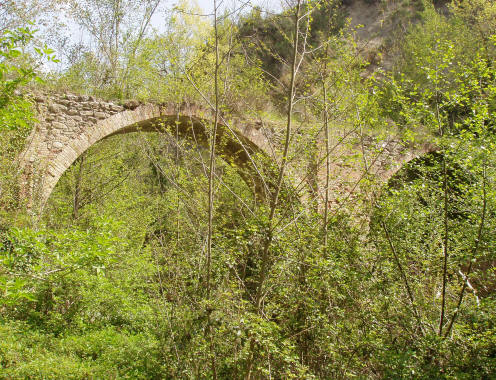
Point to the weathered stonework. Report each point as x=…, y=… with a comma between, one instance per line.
x=69, y=124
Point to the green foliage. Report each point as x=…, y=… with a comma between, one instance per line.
x=111, y=282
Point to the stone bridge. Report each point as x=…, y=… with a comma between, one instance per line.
x=70, y=124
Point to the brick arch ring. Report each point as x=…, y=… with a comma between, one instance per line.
x=45, y=158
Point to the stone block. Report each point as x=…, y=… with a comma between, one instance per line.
x=58, y=125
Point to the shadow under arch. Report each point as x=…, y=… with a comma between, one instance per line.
x=250, y=160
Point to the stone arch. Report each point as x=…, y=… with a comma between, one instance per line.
x=45, y=161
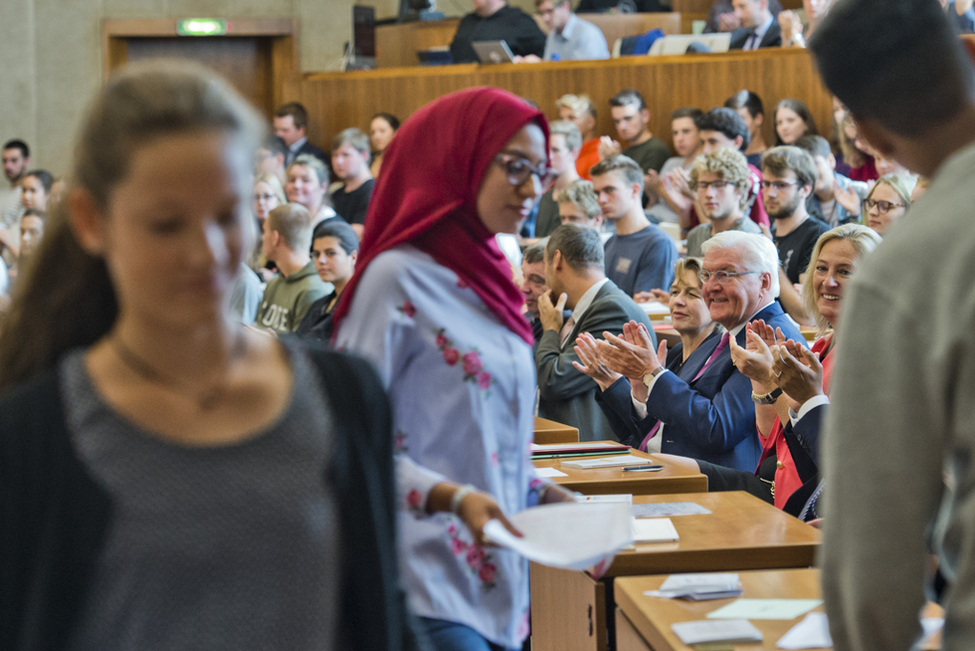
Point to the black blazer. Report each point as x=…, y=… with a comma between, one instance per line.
x=772, y=38
x=54, y=517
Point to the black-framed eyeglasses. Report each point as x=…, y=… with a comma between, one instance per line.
x=780, y=186
x=721, y=277
x=720, y=184
x=883, y=207
x=518, y=169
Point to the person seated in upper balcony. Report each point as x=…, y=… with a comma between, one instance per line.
x=494, y=20
x=570, y=38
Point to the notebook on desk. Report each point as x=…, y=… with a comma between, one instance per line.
x=607, y=462
x=493, y=52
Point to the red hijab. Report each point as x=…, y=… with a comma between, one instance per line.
x=426, y=194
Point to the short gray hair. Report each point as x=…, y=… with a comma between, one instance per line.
x=573, y=139
x=313, y=163
x=757, y=253
x=535, y=253
x=354, y=137
x=581, y=247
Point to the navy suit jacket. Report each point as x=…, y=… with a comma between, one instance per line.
x=712, y=419
x=772, y=38
x=312, y=150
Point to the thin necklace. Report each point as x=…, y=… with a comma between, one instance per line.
x=206, y=400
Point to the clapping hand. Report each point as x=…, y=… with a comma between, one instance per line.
x=755, y=360
x=551, y=315
x=631, y=355
x=790, y=26
x=592, y=363
x=797, y=372
x=658, y=295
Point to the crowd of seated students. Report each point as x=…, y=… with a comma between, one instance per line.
x=740, y=396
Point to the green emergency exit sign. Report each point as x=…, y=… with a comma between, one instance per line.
x=201, y=27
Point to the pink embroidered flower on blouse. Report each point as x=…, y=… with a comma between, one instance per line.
x=408, y=309
x=399, y=441
x=414, y=498
x=451, y=356
x=472, y=363
x=457, y=546
x=487, y=573
x=475, y=556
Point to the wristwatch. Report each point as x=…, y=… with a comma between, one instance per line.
x=768, y=398
x=648, y=378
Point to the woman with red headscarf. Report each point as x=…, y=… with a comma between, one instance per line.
x=433, y=305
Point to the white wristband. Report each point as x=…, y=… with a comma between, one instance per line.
x=459, y=496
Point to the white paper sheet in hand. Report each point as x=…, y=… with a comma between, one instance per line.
x=654, y=530
x=811, y=633
x=571, y=536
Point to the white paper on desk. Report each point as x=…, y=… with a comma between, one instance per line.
x=698, y=585
x=665, y=509
x=811, y=633
x=570, y=535
x=621, y=497
x=704, y=631
x=765, y=609
x=554, y=448
x=654, y=530
x=549, y=472
x=931, y=625
x=607, y=462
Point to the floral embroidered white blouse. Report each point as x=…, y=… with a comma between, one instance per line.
x=462, y=388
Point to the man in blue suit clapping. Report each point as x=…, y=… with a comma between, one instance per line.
x=708, y=416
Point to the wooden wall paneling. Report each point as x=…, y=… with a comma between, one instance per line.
x=339, y=100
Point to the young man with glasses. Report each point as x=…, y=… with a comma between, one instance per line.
x=789, y=178
x=719, y=127
x=720, y=179
x=639, y=257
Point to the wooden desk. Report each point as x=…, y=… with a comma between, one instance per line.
x=672, y=479
x=548, y=431
x=572, y=611
x=396, y=45
x=643, y=623
x=339, y=100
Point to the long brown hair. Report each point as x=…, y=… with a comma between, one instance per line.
x=64, y=298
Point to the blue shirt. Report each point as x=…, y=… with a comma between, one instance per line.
x=579, y=40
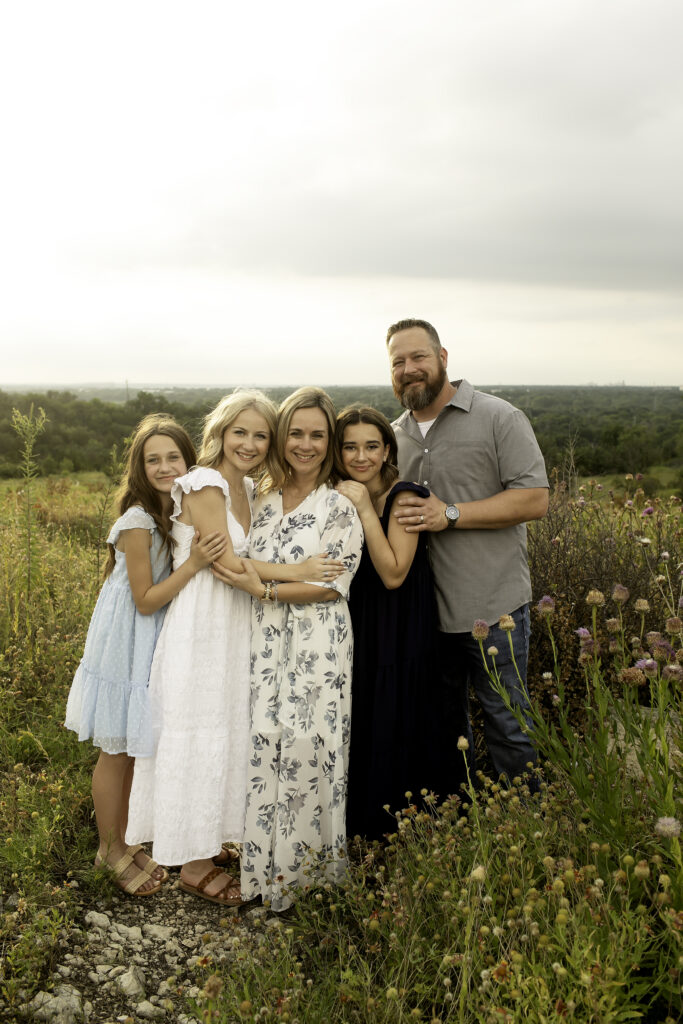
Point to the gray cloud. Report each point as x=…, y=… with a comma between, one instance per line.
x=525, y=142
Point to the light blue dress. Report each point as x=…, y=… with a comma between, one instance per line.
x=109, y=701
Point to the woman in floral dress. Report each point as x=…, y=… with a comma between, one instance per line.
x=295, y=829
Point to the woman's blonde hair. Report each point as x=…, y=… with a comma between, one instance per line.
x=219, y=419
x=304, y=397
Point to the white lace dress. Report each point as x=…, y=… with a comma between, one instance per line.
x=189, y=797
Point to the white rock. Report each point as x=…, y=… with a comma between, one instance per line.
x=132, y=982
x=131, y=934
x=148, y=1011
x=97, y=920
x=62, y=1006
x=159, y=932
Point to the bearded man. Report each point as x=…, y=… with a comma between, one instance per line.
x=483, y=466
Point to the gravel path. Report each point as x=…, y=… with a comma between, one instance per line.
x=136, y=961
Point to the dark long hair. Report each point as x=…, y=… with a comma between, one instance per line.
x=349, y=417
x=135, y=488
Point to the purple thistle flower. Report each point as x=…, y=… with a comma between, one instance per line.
x=546, y=605
x=621, y=594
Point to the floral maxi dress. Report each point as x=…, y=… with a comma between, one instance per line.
x=295, y=827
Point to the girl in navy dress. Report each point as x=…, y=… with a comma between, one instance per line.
x=395, y=745
x=109, y=698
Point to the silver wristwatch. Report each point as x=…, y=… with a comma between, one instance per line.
x=452, y=515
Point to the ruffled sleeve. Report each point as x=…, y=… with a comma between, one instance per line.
x=197, y=479
x=342, y=538
x=133, y=518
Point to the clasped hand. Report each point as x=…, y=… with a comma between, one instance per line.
x=418, y=514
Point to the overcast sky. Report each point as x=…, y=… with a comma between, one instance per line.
x=219, y=193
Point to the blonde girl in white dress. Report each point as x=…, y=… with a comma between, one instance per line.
x=295, y=832
x=189, y=798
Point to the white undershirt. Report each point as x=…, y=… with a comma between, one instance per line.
x=425, y=425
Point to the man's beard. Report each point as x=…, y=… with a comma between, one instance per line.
x=417, y=398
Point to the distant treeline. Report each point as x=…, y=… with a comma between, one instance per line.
x=605, y=429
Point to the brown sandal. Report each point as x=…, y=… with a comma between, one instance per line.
x=151, y=865
x=224, y=900
x=228, y=855
x=132, y=887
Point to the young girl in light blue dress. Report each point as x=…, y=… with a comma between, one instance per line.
x=109, y=698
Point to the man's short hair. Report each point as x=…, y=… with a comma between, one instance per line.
x=408, y=324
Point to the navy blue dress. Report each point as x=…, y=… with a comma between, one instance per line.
x=395, y=722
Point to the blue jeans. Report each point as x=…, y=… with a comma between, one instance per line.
x=460, y=662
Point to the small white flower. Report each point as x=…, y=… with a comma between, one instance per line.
x=669, y=827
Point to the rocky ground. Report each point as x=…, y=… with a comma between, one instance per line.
x=143, y=960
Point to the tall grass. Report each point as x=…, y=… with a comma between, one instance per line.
x=497, y=905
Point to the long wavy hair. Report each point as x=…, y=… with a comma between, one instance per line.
x=219, y=419
x=304, y=397
x=135, y=488
x=353, y=415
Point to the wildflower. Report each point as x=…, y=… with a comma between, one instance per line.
x=213, y=986
x=663, y=651
x=669, y=827
x=632, y=677
x=642, y=870
x=648, y=666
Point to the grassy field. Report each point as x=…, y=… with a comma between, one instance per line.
x=498, y=905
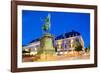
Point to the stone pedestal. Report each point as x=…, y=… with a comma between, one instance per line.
x=46, y=51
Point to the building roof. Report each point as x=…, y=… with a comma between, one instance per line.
x=67, y=35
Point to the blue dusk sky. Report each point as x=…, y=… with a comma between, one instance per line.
x=61, y=22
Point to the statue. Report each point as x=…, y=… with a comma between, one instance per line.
x=46, y=26
x=47, y=51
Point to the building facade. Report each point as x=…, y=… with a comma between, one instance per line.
x=62, y=43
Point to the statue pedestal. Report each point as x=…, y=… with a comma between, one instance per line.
x=46, y=51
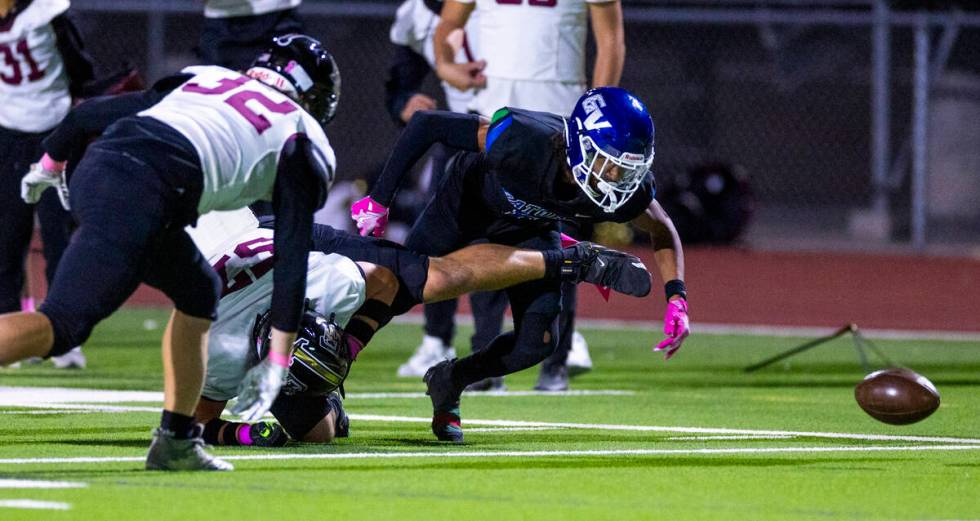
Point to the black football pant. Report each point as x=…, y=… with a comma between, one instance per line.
x=132, y=195
x=17, y=151
x=454, y=218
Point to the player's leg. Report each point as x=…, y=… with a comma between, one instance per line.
x=488, y=317
x=56, y=227
x=312, y=419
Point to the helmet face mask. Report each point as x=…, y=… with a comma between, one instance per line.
x=320, y=361
x=609, y=143
x=299, y=66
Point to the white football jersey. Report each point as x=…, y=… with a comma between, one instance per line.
x=540, y=40
x=241, y=253
x=415, y=25
x=228, y=8
x=34, y=93
x=239, y=127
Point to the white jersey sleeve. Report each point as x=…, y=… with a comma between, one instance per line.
x=334, y=285
x=34, y=93
x=229, y=8
x=239, y=127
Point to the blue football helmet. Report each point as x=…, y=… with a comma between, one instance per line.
x=610, y=145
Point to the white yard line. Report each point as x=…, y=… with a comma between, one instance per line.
x=24, y=483
x=31, y=504
x=629, y=453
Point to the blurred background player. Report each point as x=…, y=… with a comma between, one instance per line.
x=206, y=139
x=236, y=31
x=412, y=33
x=43, y=67
x=537, y=62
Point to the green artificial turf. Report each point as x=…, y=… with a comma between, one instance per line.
x=510, y=474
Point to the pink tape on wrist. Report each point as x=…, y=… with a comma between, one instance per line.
x=279, y=359
x=51, y=165
x=244, y=434
x=354, y=346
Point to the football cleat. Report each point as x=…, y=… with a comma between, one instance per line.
x=579, y=361
x=73, y=359
x=552, y=378
x=429, y=353
x=446, y=423
x=342, y=423
x=491, y=384
x=590, y=262
x=169, y=453
x=267, y=434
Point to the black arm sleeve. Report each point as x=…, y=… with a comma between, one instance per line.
x=78, y=64
x=405, y=76
x=296, y=197
x=90, y=118
x=426, y=128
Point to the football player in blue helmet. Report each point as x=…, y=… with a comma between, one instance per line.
x=517, y=178
x=610, y=145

......

→ TASK
Take the line containing "Point to the football cleat." as the first line and the last line of the data above as the final one. Write out these lines and all between them exactly.

→ SOLUTION TO THIS PROBLEM
Point to the football cleat. Report each point as x=…, y=… with a comma between, one instance per line.
x=579, y=361
x=73, y=359
x=552, y=378
x=429, y=353
x=446, y=423
x=342, y=423
x=491, y=384
x=590, y=262
x=169, y=453
x=267, y=434
Point to the black arm sleeve. Report each point as x=…, y=… with a comma between, one instance per line.
x=78, y=64
x=405, y=76
x=296, y=197
x=90, y=118
x=426, y=128
Point to the football player in blue helmet. Report each point as x=…, y=… with a comma between, one instance per line.
x=517, y=178
x=610, y=145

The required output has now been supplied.